[Point annotation records]
──────────

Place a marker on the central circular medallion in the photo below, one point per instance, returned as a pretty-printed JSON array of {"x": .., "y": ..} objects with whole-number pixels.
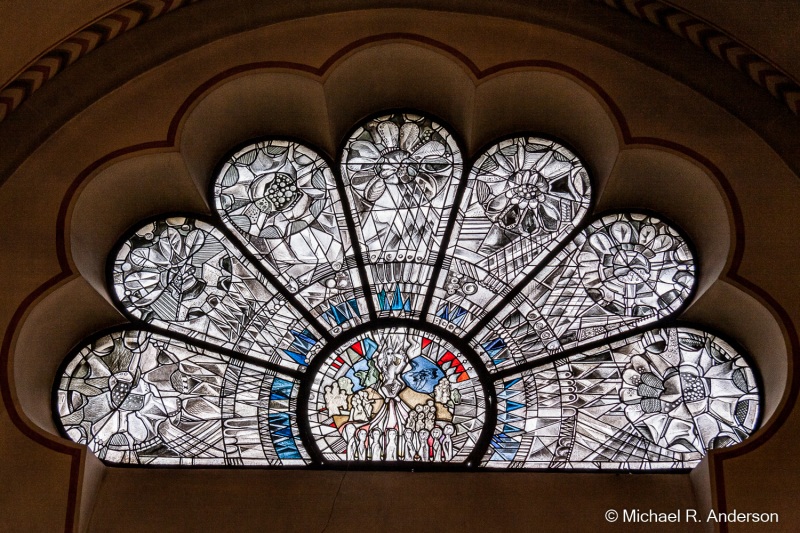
[{"x": 396, "y": 394}]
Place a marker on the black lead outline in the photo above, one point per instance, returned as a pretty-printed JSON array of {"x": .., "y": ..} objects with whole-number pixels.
[{"x": 462, "y": 343}]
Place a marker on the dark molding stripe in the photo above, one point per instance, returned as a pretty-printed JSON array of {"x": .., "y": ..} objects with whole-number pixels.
[
  {"x": 716, "y": 41},
  {"x": 683, "y": 24},
  {"x": 717, "y": 458},
  {"x": 74, "y": 47}
]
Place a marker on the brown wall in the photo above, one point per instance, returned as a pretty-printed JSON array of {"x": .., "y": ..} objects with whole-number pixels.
[{"x": 135, "y": 129}]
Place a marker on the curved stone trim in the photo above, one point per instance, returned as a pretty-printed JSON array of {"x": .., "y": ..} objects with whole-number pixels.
[
  {"x": 78, "y": 45},
  {"x": 701, "y": 33},
  {"x": 713, "y": 40}
]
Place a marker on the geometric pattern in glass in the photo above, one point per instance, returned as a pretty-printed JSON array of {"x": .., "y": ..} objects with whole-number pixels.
[{"x": 398, "y": 311}]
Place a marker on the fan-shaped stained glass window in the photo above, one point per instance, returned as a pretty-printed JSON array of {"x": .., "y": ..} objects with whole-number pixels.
[{"x": 406, "y": 309}]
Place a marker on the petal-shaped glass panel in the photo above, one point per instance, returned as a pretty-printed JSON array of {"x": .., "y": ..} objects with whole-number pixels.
[
  {"x": 396, "y": 394},
  {"x": 657, "y": 400},
  {"x": 143, "y": 398},
  {"x": 522, "y": 197},
  {"x": 622, "y": 272},
  {"x": 186, "y": 276},
  {"x": 280, "y": 198},
  {"x": 401, "y": 172}
]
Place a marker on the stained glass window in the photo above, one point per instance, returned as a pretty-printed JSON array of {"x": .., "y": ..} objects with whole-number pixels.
[{"x": 404, "y": 309}]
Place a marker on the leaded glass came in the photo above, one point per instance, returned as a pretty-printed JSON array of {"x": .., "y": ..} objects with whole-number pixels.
[{"x": 404, "y": 309}]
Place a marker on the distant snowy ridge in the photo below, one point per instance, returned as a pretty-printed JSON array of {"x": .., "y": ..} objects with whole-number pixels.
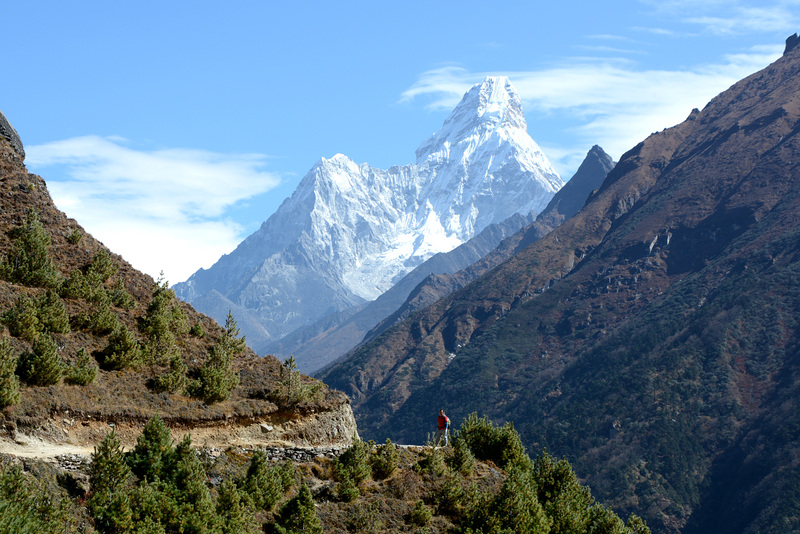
[{"x": 350, "y": 231}]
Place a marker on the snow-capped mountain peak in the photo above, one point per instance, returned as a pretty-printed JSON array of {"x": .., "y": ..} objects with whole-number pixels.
[
  {"x": 487, "y": 106},
  {"x": 350, "y": 231}
]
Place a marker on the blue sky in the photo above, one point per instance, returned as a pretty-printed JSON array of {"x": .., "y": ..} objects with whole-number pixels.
[{"x": 172, "y": 130}]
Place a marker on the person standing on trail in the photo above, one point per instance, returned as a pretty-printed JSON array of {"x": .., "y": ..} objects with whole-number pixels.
[{"x": 444, "y": 427}]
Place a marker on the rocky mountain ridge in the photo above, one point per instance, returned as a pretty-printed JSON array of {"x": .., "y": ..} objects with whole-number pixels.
[
  {"x": 65, "y": 416},
  {"x": 321, "y": 344},
  {"x": 651, "y": 338},
  {"x": 349, "y": 231}
]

──────────

• [Directions]: Starting at the line with "Place a marker on the distant" and continuing through the end of the records, reproduce every line with its request unchanged, shifting each x and y coordinate in the answers up by 63. Leave the picture lines out.

• [Response below]:
Place a marker on the distant snowy ridge in the photo below, one point per instance, returned as a pretty-printed JSON array of {"x": .., "y": ..} objects with whole-number pixels.
[{"x": 413, "y": 294}]
Place a marker on the snow-capped mountain peak in the photo above, one point per instance, returned as a pretty-printed JSON array of {"x": .., "y": ..} objects with whole-number pixels.
[
  {"x": 550, "y": 169},
  {"x": 413, "y": 294}
]
Place a marker on the blue sky in the photo above, one point per instance, returned as a pretty-printed JSON array of {"x": .., "y": ..} objects with whole-number pixels.
[{"x": 235, "y": 193}]
Place a marker on the person standing on trail in the photo above, one point per instance, returned as a pretty-printed JSON array of {"x": .., "y": ..} objects with whole-number pixels.
[{"x": 507, "y": 490}]
Place a marker on the rocky mountain ridge in the photo above, one point per instance, returned as a pretty-printed JSON array of {"x": .., "y": ..} objects with whole-number pixels.
[
  {"x": 128, "y": 479},
  {"x": 384, "y": 407},
  {"x": 714, "y": 401},
  {"x": 412, "y": 294}
]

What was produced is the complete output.